-- TASK DETAILS --
Recast the rows below as a single numbered list with one line per item, skipping any blank lines. Include every row but leave out the pictures.

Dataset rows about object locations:
++++++++++

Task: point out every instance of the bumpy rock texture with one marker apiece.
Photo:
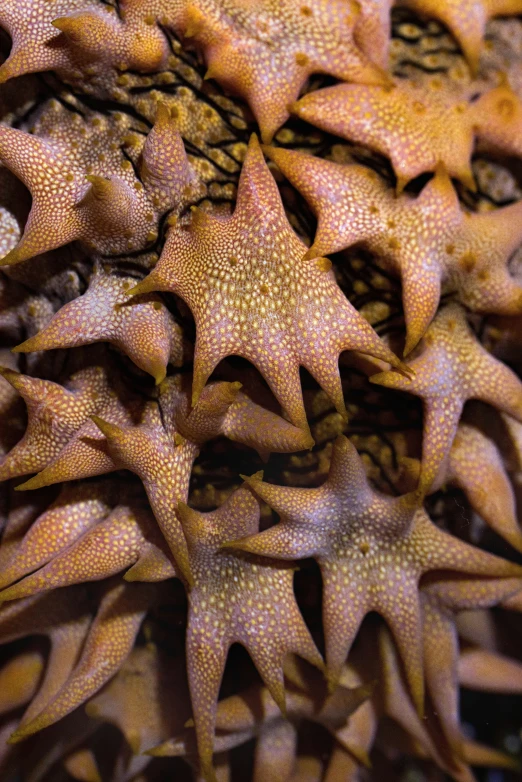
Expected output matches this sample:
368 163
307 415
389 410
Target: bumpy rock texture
260 396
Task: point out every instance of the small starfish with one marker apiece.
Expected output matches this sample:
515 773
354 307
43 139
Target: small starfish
254 713
113 544
372 551
55 415
415 127
451 368
252 295
266 51
428 240
110 639
64 618
85 35
77 509
236 599
81 193
441 599
466 20
143 329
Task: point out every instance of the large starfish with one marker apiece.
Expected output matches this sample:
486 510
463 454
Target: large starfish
253 295
452 367
82 192
55 413
428 240
110 638
416 127
265 51
372 550
236 599
75 36
143 329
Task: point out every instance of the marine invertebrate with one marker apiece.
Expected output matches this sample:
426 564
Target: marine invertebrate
181 306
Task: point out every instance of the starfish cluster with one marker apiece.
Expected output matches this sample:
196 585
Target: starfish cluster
260 389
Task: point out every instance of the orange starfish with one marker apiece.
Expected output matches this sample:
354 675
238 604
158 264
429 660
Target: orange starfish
236 600
452 367
253 295
265 51
82 193
55 415
417 128
428 240
143 329
372 551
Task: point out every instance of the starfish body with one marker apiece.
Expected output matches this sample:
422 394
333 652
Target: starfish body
429 241
416 128
253 295
452 367
81 193
231 600
372 551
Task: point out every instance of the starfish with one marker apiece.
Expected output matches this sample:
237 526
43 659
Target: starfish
111 545
81 193
428 240
451 368
55 415
85 35
266 51
466 20
109 641
415 127
234 599
253 295
138 700
77 509
64 618
143 329
441 600
254 713
372 550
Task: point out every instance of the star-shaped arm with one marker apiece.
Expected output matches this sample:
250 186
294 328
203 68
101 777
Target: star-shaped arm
266 51
110 639
55 415
142 328
476 467
110 546
236 599
164 468
77 508
236 273
451 368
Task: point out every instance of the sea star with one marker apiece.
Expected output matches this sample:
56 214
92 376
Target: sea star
236 599
415 127
372 550
428 240
451 368
253 295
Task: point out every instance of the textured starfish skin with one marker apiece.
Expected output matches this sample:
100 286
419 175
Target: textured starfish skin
110 639
428 240
76 42
238 273
55 415
415 128
362 541
143 328
235 600
451 368
81 193
265 51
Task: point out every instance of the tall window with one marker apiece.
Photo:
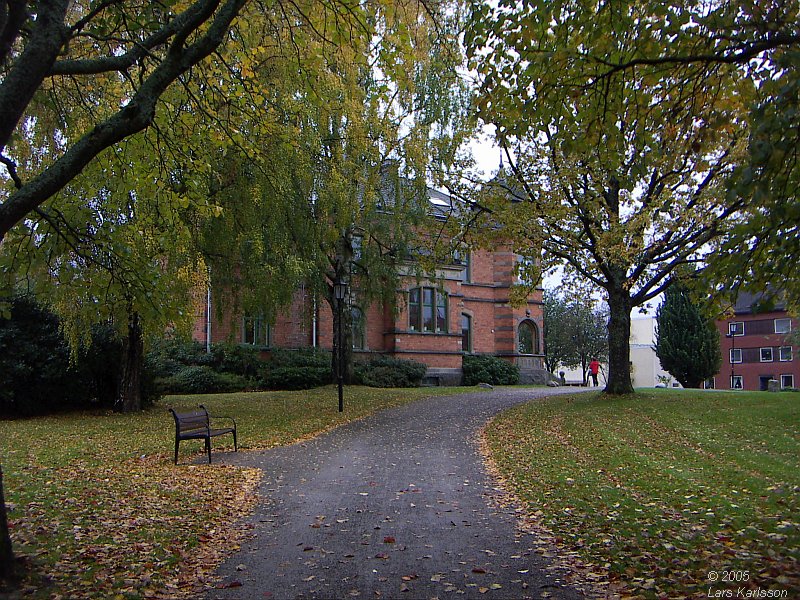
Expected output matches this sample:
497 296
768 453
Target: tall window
427 310
255 331
528 338
466 333
359 329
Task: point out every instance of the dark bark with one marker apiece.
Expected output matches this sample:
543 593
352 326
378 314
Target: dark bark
48 36
130 385
619 350
137 115
6 551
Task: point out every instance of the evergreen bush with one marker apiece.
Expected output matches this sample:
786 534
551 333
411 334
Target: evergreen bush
489 369
385 372
199 379
296 378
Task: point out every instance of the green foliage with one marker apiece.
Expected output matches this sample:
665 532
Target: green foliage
388 372
300 369
237 359
301 357
34 360
42 374
687 343
196 379
575 331
489 369
185 367
621 165
296 378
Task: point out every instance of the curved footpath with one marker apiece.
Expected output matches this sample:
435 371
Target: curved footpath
397 505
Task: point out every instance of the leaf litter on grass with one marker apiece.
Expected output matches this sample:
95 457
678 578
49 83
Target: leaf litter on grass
645 505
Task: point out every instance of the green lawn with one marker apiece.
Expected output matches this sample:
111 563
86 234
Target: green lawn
664 493
99 510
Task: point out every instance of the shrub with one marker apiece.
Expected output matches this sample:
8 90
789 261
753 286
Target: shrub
302 357
34 360
194 379
296 378
40 375
389 372
489 369
167 356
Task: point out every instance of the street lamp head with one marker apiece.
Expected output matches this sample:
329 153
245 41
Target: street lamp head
339 290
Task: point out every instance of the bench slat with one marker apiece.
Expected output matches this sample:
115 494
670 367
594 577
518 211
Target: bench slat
197 425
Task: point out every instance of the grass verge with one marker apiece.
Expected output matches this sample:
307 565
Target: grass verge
666 494
98 509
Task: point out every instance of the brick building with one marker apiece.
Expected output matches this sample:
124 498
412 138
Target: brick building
464 308
758 346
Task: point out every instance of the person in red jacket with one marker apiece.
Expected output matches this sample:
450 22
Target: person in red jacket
594 369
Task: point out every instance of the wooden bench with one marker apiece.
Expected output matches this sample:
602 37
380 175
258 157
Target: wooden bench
197 426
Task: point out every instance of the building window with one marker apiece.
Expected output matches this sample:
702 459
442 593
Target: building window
736 328
462 257
359 328
427 310
256 331
466 333
528 338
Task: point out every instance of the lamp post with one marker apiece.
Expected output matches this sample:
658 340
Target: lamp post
339 293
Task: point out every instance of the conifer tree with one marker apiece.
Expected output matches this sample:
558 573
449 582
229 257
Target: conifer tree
687 344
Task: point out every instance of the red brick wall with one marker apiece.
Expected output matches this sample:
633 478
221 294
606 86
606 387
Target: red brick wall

++++++++++

-- TASK RESPONSE --
1. Task: point out every instance of the bumpy rock texture with one marker apiece.
2. Photo:
3. Expected output matches this sample:
4. 368 163
5. 307 415
6. 389 410
7. Target: bumpy rock texture
8. 260 396
9. Task: point out every instance of the small starfish with one marker apiece.
10. Expected output matches this sample:
11. 515 773
12. 354 307
13. 43 139
14. Target: small starfish
15. 254 713
16. 113 544
17. 372 551
18. 55 415
19. 415 127
20. 451 368
21. 252 295
22. 266 51
23. 428 240
24. 110 639
25. 64 618
26. 85 35
27. 77 509
28. 236 599
29. 81 193
30. 441 599
31. 466 20
32. 143 329
33. Task: point out every instance of the large starfish with one marker apiece.
34. Expected output matches this sample:
35. 486 510
36. 463 454
37. Target: large starfish
38. 253 295
39. 452 367
40. 82 192
41. 55 413
42. 428 240
43. 110 638
44. 416 127
45. 265 51
46. 372 550
47. 236 599
48. 75 36
49. 143 329
50. Task: point out every instance of the marine invertebrate with one marker apiece.
51. Expected output matches this sample:
52. 426 564
53. Target: marine invertebrate
54. 181 306
55. Task: point out every instance of the starfish cluster with one marker apiece.
56. Expected output matches this sample:
57. 196 585
58. Target: starfish cluster
59. 260 389
60. Task: point out every instance of the orange starfish with one marker apiece.
61. Expected output matches this sample:
62. 354 675
63. 238 604
64. 158 264
65. 429 660
66. Target: orange starfish
67. 236 600
68. 452 367
69. 253 295
70. 265 51
71. 82 193
72. 55 415
73. 417 128
74. 428 240
75. 143 329
76. 372 551
77. Task: point out every instance of the starfish body with one marker apiece.
78. Expected output matches this sample:
79. 422 394
80. 333 652
81. Target: starfish body
82. 429 241
83. 416 128
84. 253 295
85. 452 367
86. 81 193
87. 231 600
88. 372 551
89. Task: point out every instance of the starfish with one marker apiece.
90. Expected output matches this sample:
91. 237 526
92. 43 659
93. Target: starfish
94. 111 545
95. 81 193
96. 428 240
97. 451 368
98. 55 415
99. 85 35
100. 266 51
101. 466 20
102. 109 641
103. 415 127
104. 234 599
105. 253 295
106. 138 700
107. 77 509
108. 64 618
109. 143 329
110. 441 600
111. 254 713
112. 372 550
113. Task: point out every instance of the star-shaped arm with one marker apiece.
114. Expected output matches this sample:
115. 250 186
116. 294 328
117. 203 68
118. 101 777
119. Target: star-shaped arm
120. 266 51
121. 110 639
122. 55 415
123. 142 328
124. 476 467
125. 110 546
126. 236 599
127. 164 468
128. 77 508
129. 236 273
130. 451 368
131. Task: point out every instance of the sea star with one marker apiece.
132. Expected output matches this sample:
133. 56 214
134. 92 376
135. Target: sea star
136. 236 599
137. 415 127
138. 372 550
139. 428 240
140. 451 368
141. 253 295
142. Task: point out every instance of the textured starfish skin with one marker apiece.
143. Expected output matches this sample:
144. 100 286
145. 419 175
146. Target: textured starfish skin
147. 110 639
148. 428 240
149. 76 42
150. 238 273
151. 55 415
152. 415 128
153. 362 541
154. 143 328
155. 235 600
156. 451 368
157. 81 193
158. 265 51
159. Task: point out every instance of the tall window with one marker apiece.
160. Photo:
161. Expected output matches this sample:
162. 497 296
163. 768 453
164. Target: tall window
165. 427 310
166. 255 331
167. 528 338
168. 466 333
169. 359 329
170. Task: point out every instance of the dark bark with one marker apiece.
171. Expected output matches this sample:
172. 543 593
173. 352 326
174. 378 314
175. Target: dark bark
176. 48 36
177. 130 385
178. 619 350
179. 137 115
180. 6 551
181. Task: point out every instance of the evergreen bush with one marker apiece.
182. Expected output matches this sample:
183. 786 534
184. 551 333
185. 411 334
186. Target: evergreen bush
187. 489 369
188. 385 372
189. 199 379
190. 296 378
191. Task: point out every instance of the green foliage with one marker apiece.
192. Expected output matches this sample:
193. 665 532
194. Target: green foliage
195. 388 372
196. 300 369
197. 237 359
198. 301 357
199. 34 360
200. 42 374
201. 687 343
202. 196 379
203. 575 331
204. 489 369
205. 185 367
206. 621 165
207. 296 378
208. Task: point out every instance of the curved footpath with one marker apiece.
209. Expected output matches this sample:
210. 435 371
211. Target: curved footpath
212. 397 505
213. Task: point out every instance of the leaf litter on grass with one marker apiece.
214. Expected output matches this sample:
215. 95 457
216. 678 578
217. 49 83
218. Target: leaf litter on grass
219. 645 505
220. Task: point out every instance of the green lawn with one marker apiece.
221. Expected output matches this sample:
222. 111 563
223. 86 234
224. Target: green lawn
225. 664 493
226. 99 510
227. Task: point out every instance of the shrub with one marker apiece.
228. Expected output matches this sample:
229. 8 90
230. 789 261
231. 753 286
232. Target: shrub
233. 302 357
234. 34 360
235. 194 379
236. 296 378
237. 40 375
238. 389 372
239. 489 369
240. 167 356
241. Task: point out every instance of the street lamp head with one marker apiece.
242. Expected output matches this sample:
243. 329 153
244. 245 41
245. Target: street lamp head
246. 339 290
247. Task: point out every instance of the bench slat with one marker apiece.
248. Expected output matches this sample:
249. 115 494
250. 670 367
251. 594 577
252. 518 211
253. Target: bench slat
254. 197 425
255. Task: point out every instance of the grass verge with one marker apiece.
256. Expected output matches this sample:
257. 307 565
258. Target: grass verge
259. 666 494
260. 98 509
261. Task: point out every instance of the brick building with one marker apiece.
262. Expected output matches this sample:
263. 124 498
264. 412 138
265. Target: brick building
266. 464 308
267. 758 346
268. Task: point out every instance of the person in red jacket with one marker apiece.
269. Expected output matches this sample:
270. 450 22
271. Target: person in red jacket
272. 594 369
273. Task: point out every instance of the wooden bench with one marker apiece.
274. Expected output matches this sample:
275. 602 37
276. 380 175
277. 258 157
278. Target: wooden bench
279. 197 426
280. Task: point out every instance of the building window with one marker apiece.
281. Expected output matches this sample:
282. 702 459
283. 442 593
284. Target: building window
285. 736 328
286. 462 257
287. 359 328
288. 427 310
289. 256 331
290. 466 333
291. 528 338
292. Task: point out every instance of the lamp post with one marker apiece.
293. Expected output matches this sample:
294. 658 340
295. Target: lamp post
296. 339 293
297. Task: point out every instance of the conifer tree with one marker apiece.
298. Expected output matches this sample:
299. 558 573
300. 449 582
301. 229 257
302. Target: conifer tree
303. 687 344
304. Task: point out every instance of the red brick wall with one marker apiece.
305. Expected output matches this sample:
306. 633 478
307. 221 294
308. 606 86
309. 606 387
310. Target: red brick wall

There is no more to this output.